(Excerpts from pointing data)
• • • •
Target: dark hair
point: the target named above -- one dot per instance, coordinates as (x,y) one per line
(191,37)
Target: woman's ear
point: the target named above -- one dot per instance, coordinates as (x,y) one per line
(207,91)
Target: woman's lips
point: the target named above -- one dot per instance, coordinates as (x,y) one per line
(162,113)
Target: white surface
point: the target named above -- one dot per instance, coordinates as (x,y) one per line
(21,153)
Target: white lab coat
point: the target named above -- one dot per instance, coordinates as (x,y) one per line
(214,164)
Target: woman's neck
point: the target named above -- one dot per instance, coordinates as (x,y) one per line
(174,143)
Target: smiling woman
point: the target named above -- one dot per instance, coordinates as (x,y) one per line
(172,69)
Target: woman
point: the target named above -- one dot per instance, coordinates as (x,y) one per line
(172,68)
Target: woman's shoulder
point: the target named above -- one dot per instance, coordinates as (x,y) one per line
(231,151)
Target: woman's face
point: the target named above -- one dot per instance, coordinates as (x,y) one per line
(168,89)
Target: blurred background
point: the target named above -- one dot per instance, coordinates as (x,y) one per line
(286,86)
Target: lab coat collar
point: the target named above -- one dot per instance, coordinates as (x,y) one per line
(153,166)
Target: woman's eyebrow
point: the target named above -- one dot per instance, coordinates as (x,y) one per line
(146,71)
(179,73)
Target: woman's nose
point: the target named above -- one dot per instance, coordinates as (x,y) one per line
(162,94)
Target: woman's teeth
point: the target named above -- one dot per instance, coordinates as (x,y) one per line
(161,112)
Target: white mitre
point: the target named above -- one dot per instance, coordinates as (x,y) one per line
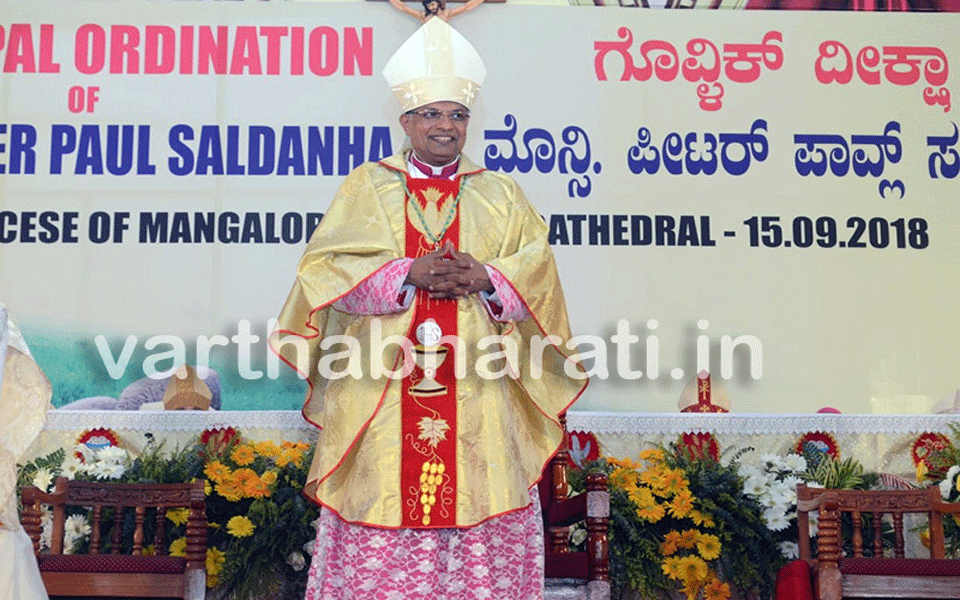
(435,64)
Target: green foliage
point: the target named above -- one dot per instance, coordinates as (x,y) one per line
(749,556)
(257,481)
(836,474)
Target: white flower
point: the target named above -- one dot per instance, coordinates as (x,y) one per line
(795,463)
(85,452)
(754,486)
(106,470)
(75,529)
(72,466)
(946,486)
(776,520)
(43,479)
(296,561)
(113,454)
(790,550)
(773,460)
(433,430)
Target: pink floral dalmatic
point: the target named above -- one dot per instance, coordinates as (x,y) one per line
(501,558)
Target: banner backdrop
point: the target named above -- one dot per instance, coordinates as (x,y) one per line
(769,196)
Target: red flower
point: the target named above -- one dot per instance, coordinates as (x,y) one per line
(218,440)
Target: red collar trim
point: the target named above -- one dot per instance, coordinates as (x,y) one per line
(446,172)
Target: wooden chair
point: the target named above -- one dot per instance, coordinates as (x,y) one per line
(115,565)
(868,569)
(574,574)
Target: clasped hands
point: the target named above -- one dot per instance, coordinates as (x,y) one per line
(446,273)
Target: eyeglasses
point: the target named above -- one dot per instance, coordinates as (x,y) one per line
(432,114)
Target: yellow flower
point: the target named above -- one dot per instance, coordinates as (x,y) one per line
(693,570)
(670,543)
(243,455)
(623,478)
(682,504)
(267,448)
(178,515)
(708,546)
(240,526)
(216,471)
(269,477)
(716,590)
(178,547)
(651,513)
(671,567)
(690,589)
(288,456)
(654,477)
(229,490)
(688,538)
(674,482)
(699,519)
(249,484)
(652,454)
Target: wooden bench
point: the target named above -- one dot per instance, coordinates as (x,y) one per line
(120,516)
(588,570)
(871,566)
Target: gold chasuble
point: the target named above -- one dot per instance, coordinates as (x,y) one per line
(460,429)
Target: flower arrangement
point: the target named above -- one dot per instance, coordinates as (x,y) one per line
(681,523)
(773,484)
(942,468)
(260,527)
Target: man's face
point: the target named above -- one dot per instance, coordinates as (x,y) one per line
(439,140)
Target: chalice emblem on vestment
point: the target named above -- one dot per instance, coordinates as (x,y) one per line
(429,355)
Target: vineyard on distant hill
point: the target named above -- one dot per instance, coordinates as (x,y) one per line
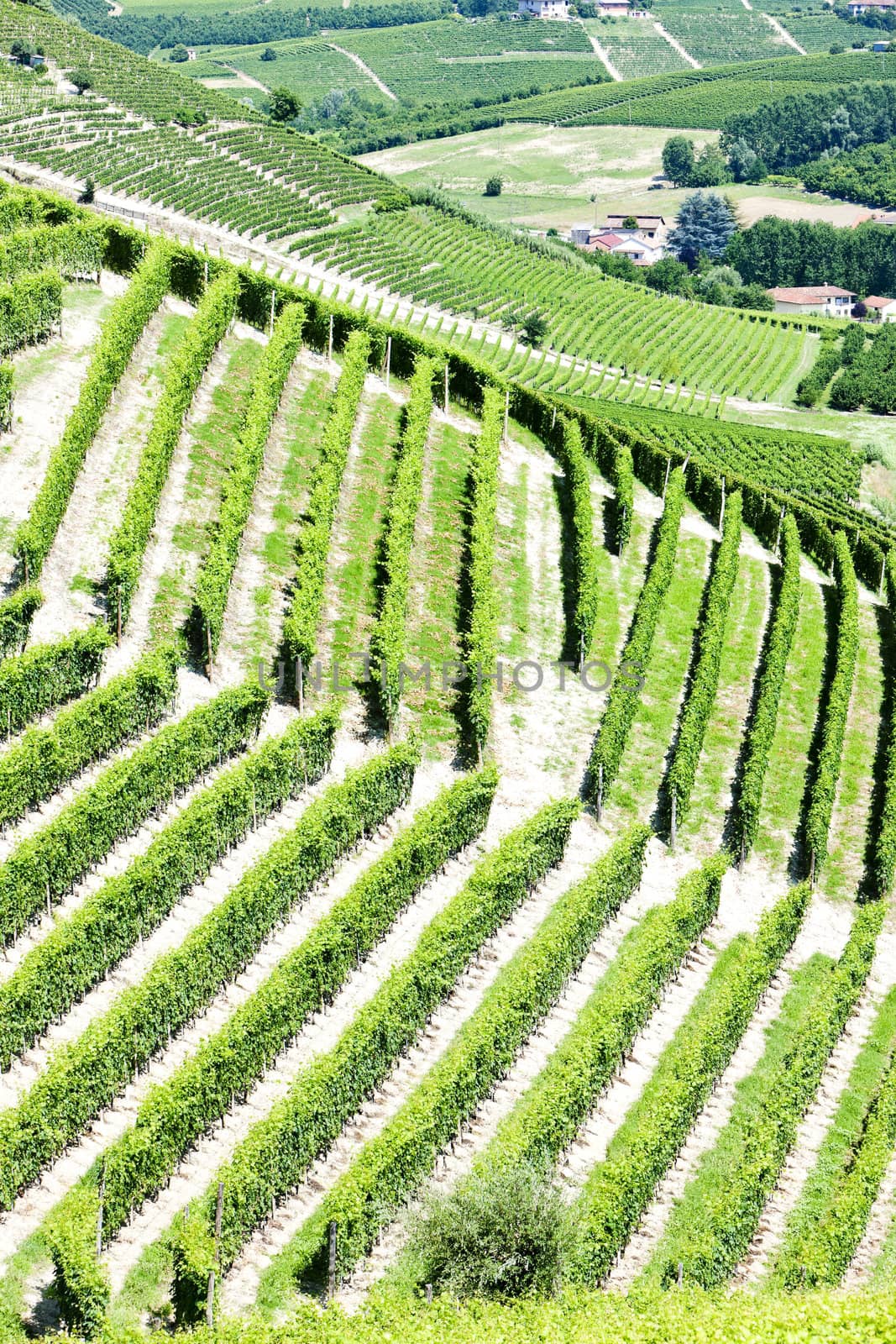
(254,889)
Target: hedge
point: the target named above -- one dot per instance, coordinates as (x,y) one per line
(47,675)
(884,853)
(183,983)
(47,864)
(101,931)
(304,612)
(7,389)
(548,1116)
(824,1253)
(622,702)
(389,638)
(217,569)
(100,722)
(29,308)
(705,683)
(392,1166)
(761,729)
(110,356)
(728,1215)
(833,727)
(481,636)
(278,1151)
(16,615)
(226,1066)
(656,1126)
(584,559)
(181,376)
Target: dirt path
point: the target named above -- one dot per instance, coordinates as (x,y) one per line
(817,1120)
(241,1287)
(254,571)
(197,1167)
(364,71)
(76,1160)
(685,55)
(720,1104)
(602,54)
(78,555)
(47,385)
(782,33)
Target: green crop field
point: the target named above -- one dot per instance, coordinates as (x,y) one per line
(448,721)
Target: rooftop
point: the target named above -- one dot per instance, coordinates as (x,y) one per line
(809,293)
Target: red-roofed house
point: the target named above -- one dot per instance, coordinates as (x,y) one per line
(813,299)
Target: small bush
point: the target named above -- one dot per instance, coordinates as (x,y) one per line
(500,1236)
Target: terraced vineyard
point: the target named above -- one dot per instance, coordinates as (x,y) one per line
(441,260)
(295,938)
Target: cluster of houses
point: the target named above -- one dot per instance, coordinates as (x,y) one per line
(642,244)
(607,8)
(831,302)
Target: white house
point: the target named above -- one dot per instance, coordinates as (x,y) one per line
(548,8)
(869,6)
(880,309)
(813,299)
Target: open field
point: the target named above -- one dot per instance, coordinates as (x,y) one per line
(409,864)
(448,737)
(551,174)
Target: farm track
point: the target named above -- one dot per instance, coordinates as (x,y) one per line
(110,467)
(466,996)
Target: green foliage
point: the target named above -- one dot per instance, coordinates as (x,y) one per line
(721,1226)
(584,566)
(16,613)
(47,864)
(812,386)
(282,105)
(622,477)
(824,1252)
(761,730)
(824,786)
(606,753)
(103,927)
(711,642)
(656,1126)
(226,1065)
(110,358)
(548,1115)
(304,613)
(884,853)
(47,675)
(36,766)
(391,1167)
(82,1294)
(280,1149)
(389,638)
(181,378)
(500,1236)
(29,308)
(481,636)
(89,1074)
(217,570)
(705,228)
(7,378)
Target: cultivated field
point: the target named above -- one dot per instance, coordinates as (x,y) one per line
(327,951)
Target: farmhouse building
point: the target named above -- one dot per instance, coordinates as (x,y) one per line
(813,299)
(869,6)
(548,8)
(880,309)
(647,226)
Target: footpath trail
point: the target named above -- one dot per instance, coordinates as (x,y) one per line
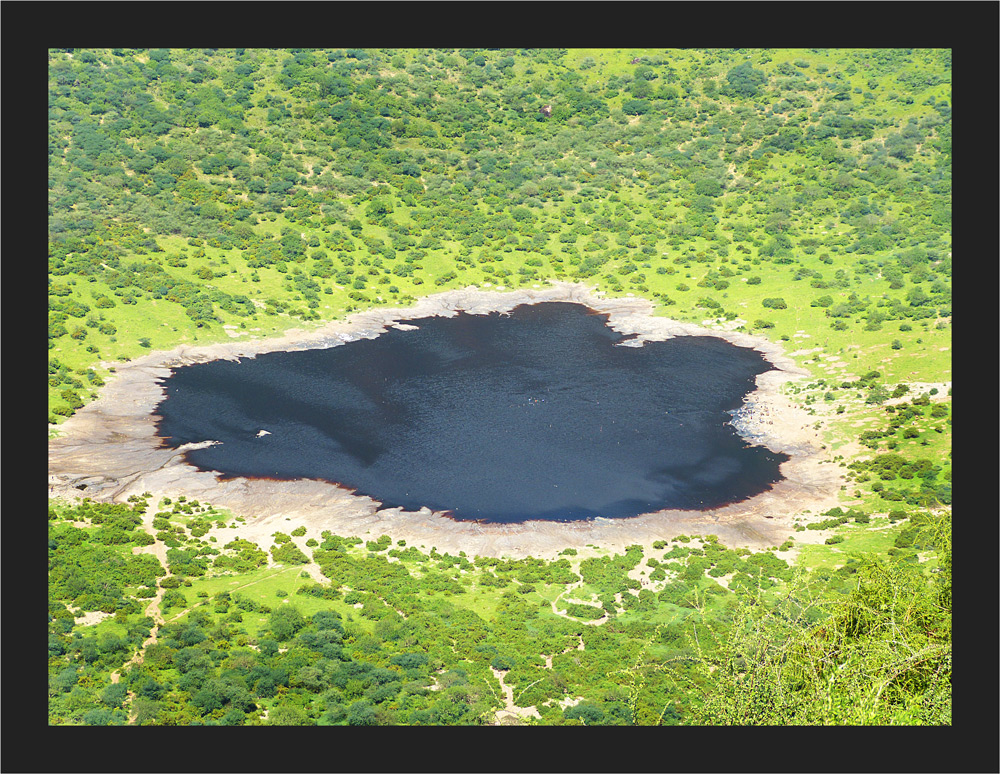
(159,550)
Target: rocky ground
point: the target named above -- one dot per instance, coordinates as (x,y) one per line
(110,449)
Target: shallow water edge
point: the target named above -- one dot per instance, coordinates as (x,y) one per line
(110,449)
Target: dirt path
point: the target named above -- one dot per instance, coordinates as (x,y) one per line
(159,550)
(511,714)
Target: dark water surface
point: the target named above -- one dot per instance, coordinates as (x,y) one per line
(532,415)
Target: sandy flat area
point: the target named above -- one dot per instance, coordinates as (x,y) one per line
(109,449)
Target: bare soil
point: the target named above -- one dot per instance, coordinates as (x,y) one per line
(109,449)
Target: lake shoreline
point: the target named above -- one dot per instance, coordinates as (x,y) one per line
(110,449)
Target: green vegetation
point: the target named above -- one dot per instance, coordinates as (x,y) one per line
(801,195)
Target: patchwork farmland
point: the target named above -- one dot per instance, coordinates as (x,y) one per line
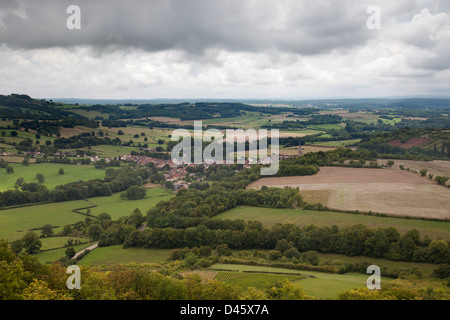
• • • •
■ Work to do: Gather every line in the items above that contains the word "water", and copy each one. Case counts.

■ In response:
Target: shallow water edge
Target: dark water surface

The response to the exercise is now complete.